What needs to be done: Carry on writing the homemade bread article, starting after its last line.

Making the perfect loaf of home made bread

The perfect loaf of bread

Did you ever attempt to reproduce the loaf of bread your mother or grandmother used to bake? How many loafs turned out just like hers?

Not many if you were like me!

After my Mom passed away, I came across her lifelong collection of recipes. Many I already knew because of my interest in cooking. My own recipe collections had helped propel me into the restaurant business. But there was one recipe that eluded me no matter how many books I bought or magazines I read , that of a the loaf of homemade bread I had eaten as a child growing up in Idaho. It was the one recipe my Mom had not written down in her collection, she didn’t need to, she knew it by heart. To her it was like breathing. There is no need for an instruction manual in breathing, is there?

It wasn’t until I was in the process of doing research for my coffee table cookbook ( Maw Maws recollections, observations and recipes) that I realized in fact I did have my mother’s recipe. In my younger days when my Mom was still present on this celestial ball, I once took a job as the foreman on a cattle ranch. There, I befriended Jeff, a fellow ranch hand. Now Jeff lived in the small town just outside the ranch along with his 90 plus year old but very spry grandmother. On a cold rainy day, I gladly offered to drive him back home when his pickup truck refused to start. As I entered his home behind him, I smelled the delicious aroma of his grandmother’s freshly baked bread. Being from a generation that believed you should never let company part your home hungry, she sliced up the warm loaf and spread a goodly amount of butter on it. I remarked on its familiar taste and color telling her I believe my Mom made her bread from the same recipe. Jeff and I talked of weather concerns and other ranch related subject until I had to get going. As I was leaving Jeff’s grandmother handed me a hand written copy of her bread recipe. Thanking her profoundly, I returned to the ranch. Since my own mother was still years away from leaving us, I put the recipe along with other mementos of the ranch in a box for safe keeping.

There it lay packed away for over thirty five years. Jeff is a grown man now with young grandkids. Sadly, as is the nature of things, his grandma passed on some years ago. It was on a day when one begins to reminisce about his childhood that I came across her bread recipe in that box. How ironic it seemed that the one thing I really wished I had, I had in fact been safely harboring for years! Since that time, I have rarely purchased bread at the grocery, and when I do, it taste bland and mushy!

I hope you find some similar memories as I did when you smell the familiar scent of this real homemade bread baking.


2 ½ cups of bread flour ( Do not use all purpose flour as you need the added gluten for a good rise)

1 cup of whole wheat flour

(The combination of the two flours simulates the dense rougher texture and higher gluten content of the heritage flour that was used back in the day)

(Rows from a segmentation dataset)

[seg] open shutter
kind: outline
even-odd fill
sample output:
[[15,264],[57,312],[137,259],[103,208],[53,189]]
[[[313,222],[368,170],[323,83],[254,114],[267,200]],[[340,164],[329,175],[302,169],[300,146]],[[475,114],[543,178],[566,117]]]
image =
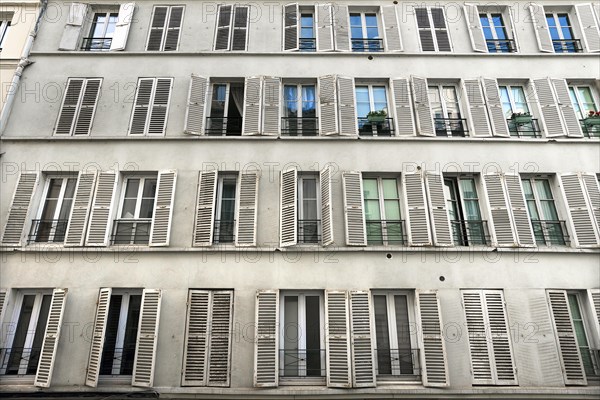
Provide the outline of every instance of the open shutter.
[[340,135],[358,135],[354,78],[338,76],[338,106],[340,109]]
[[98,386],[98,376],[100,375],[100,364],[102,362],[102,350],[104,349],[104,338],[106,334],[106,322],[108,321],[108,307],[110,306],[111,288],[101,288],[96,303],[96,318],[94,319],[94,328],[92,330],[92,345],[90,347],[90,357],[85,375],[86,386]]
[[188,93],[188,107],[185,114],[184,133],[189,133],[190,135],[204,134],[207,93],[208,79],[192,74],[190,78],[190,91]]
[[491,136],[492,129],[479,79],[463,79],[462,85],[464,92],[467,94],[469,121],[473,128],[473,136]]
[[581,354],[577,346],[573,318],[569,309],[567,292],[564,290],[548,290],[548,303],[556,339],[558,341],[560,362],[562,364],[565,385],[587,385]]
[[417,314],[421,324],[418,338],[423,386],[446,387],[449,385],[448,361],[436,291],[417,290]]
[[327,386],[352,386],[350,363],[348,292],[325,291],[325,346]]
[[387,51],[402,51],[402,37],[396,6],[380,6],[379,12],[383,21],[383,32],[385,33],[385,49]]
[[298,3],[283,6],[283,50],[298,50],[299,20]]
[[417,132],[421,136],[435,136],[433,113],[429,104],[429,93],[427,93],[427,79],[412,76],[411,84],[417,114]]
[[317,14],[317,51],[333,50],[333,7],[331,4],[315,5]]
[[436,246],[452,246],[452,228],[444,196],[442,174],[427,172],[425,175],[429,215],[433,226],[433,242]]
[[350,291],[350,332],[352,335],[352,387],[375,387],[375,360],[371,331],[371,293]]
[[29,206],[35,193],[39,180],[38,172],[21,172],[17,180],[17,186],[13,195],[4,234],[1,243],[5,246],[21,246],[23,241],[23,229],[28,220]]
[[83,3],[71,3],[69,15],[67,16],[67,24],[58,45],[59,50],[77,50],[79,36],[81,35],[88,7],[87,4]]
[[429,216],[425,197],[425,185],[421,172],[402,174],[408,244],[410,246],[430,246]]
[[483,93],[487,104],[488,113],[492,121],[492,134],[500,137],[510,137],[506,115],[502,109],[500,100],[500,88],[498,81],[493,78],[482,78]]
[[65,235],[65,246],[83,246],[95,187],[96,172],[79,171],[73,206]]
[[319,125],[321,135],[339,133],[335,75],[319,77]]
[[396,110],[396,135],[414,136],[415,119],[410,98],[410,83],[406,78],[390,79],[394,109]]
[[550,37],[548,22],[546,21],[546,12],[544,7],[539,4],[531,3],[529,5],[529,14],[535,31],[535,37],[538,41],[540,51],[545,53],[554,53],[554,45]]
[[367,231],[363,205],[362,175],[360,172],[344,172],[344,217],[346,218],[346,244],[366,246]]
[[463,10],[465,12],[465,21],[467,21],[467,28],[469,28],[469,37],[471,38],[473,50],[480,53],[487,53],[487,42],[483,35],[483,28],[481,27],[481,20],[479,19],[477,4],[465,3]]
[[176,181],[176,170],[158,172],[158,185],[156,187],[156,198],[154,199],[149,246],[169,245]]
[[260,76],[248,77],[244,83],[244,126],[242,135],[260,135],[262,83],[263,80]]
[[194,224],[194,246],[210,246],[213,241],[215,203],[217,193],[217,171],[201,171],[196,201]]
[[98,173],[94,201],[92,202],[92,212],[90,214],[90,224],[85,240],[86,246],[108,245],[110,218],[112,216],[117,181],[118,175],[115,171]]
[[279,291],[256,292],[256,331],[254,334],[254,386],[279,384]]
[[287,247],[298,243],[298,171],[290,168],[281,171],[279,189],[279,246]]
[[583,41],[587,51],[597,53],[600,51],[600,29],[594,17],[592,4],[575,4],[575,13],[583,32]]
[[256,246],[256,212],[258,202],[258,173],[242,172],[238,185],[235,220],[235,245]]
[[111,50],[125,50],[134,11],[135,3],[124,3],[119,6],[119,17],[110,42]]
[[331,167],[326,165],[319,173],[321,186],[321,244],[333,243],[333,207],[331,202]]
[[52,371],[54,369],[54,359],[56,358],[56,349],[60,339],[60,328],[65,313],[65,303],[67,300],[67,289],[54,289],[50,310],[48,311],[48,322],[44,331],[44,341],[40,349],[40,359],[38,369],[35,374],[34,385],[38,387],[50,387],[52,381]]
[[144,289],[142,293],[132,386],[152,387],[154,381],[161,296],[160,289]]

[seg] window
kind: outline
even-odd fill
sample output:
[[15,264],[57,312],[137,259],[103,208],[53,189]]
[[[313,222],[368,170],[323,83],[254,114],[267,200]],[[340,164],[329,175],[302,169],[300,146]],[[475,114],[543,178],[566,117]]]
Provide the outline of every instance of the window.
[[362,183],[367,244],[404,244],[404,221],[400,215],[398,180],[364,177]]
[[443,8],[415,8],[423,51],[452,51]]
[[544,178],[523,178],[521,183],[536,244],[538,246],[568,244],[565,221],[559,221],[550,181]]

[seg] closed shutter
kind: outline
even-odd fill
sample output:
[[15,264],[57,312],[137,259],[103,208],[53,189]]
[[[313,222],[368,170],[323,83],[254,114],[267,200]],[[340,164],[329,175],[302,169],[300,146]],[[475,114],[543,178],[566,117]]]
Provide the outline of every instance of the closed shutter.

Answer to this problem:
2 Tablespoons of sugar

1 1/4 teaspoon of salt

2 1/2 teaspoons of yeast (Instant or active, it makes little difference)

1 Tablespoon of unsulfured Molasses

1 egg

1 cup of warm water

2 Tablespoons of softened / melted butter

(Optional added ingredients if desired = 1/4 cup of wheat germ and 1 Tablespoon of flax seed)

2 Tablespoons of milk for brushing the loaf before and after baking. This gives the loaf a wonderfully soft crust.


1) Using a mixer with a dough hook, add the dry ingredients and mix together well. Then add the wet.

There is no need to pre mix water, sugar and your yeast. Most common yeast today will activate without a ‘wet’ pre activation step

2) As the dough is mixing, if it appears too dry add a tablespoon or two of water, one at a time. If it appears to wet, add a tablespoon of the bread flour. It should have a slight sticky feeling, similar to that of a post it note but should leave no residue on your fingers

3) Knead the dough ball on low for 5 minutes, then remove it, fold it over on itself a few times and replace the dough into the mixer on low for 3-4 more minutes.

If mixing by hand you must hand knead the dough for at least 10 – 15 minutes or until spongy. You can also use a bread machine to mix and knead the dough.

4) Place kneaded dough in a greased bowl and cover the bowl with a damp kitchen towel. Let it rise until double in size. Approximately 1 hour. Since high gluten flour can rise faster than regular flour keep an eye on it. Do not let it rise past double its size.

5) Once risen to its proper size, remove and gently punch down the dough. Fold and shape it into a nice smooth loaf and place it into a greased bread pan with the seam on the bottom.

6) Pre heat oven to 350 degrees at this time.

7) When the dough has again risen with its top peaking 1/2 inch above the bread pan and it fills the pan, brush the top of the loaf with milk. Using a toothpick, poke a few holes in the length of the top. This will prevent the loaf from bursting out its side from the rapid oven rise. The holes act as gas escape vents.

8) Place in the pre heated oven for 35  minutes or until nicely browned and hollow sounding when you ‘thunk it’ with your fingers.

Each oven bakes differently so keep an eye on it. This bread will look darker than regular bread due to the molasses in it!

9) When done, brush once again with milk and cool for 10 minutes then remove from the bread pan and cover with a dry towel until completely cool. Place in a plastic shopping bag and refrigerate to extend its freshness. There is no preservatives in this bread so it should be consumed within a few days.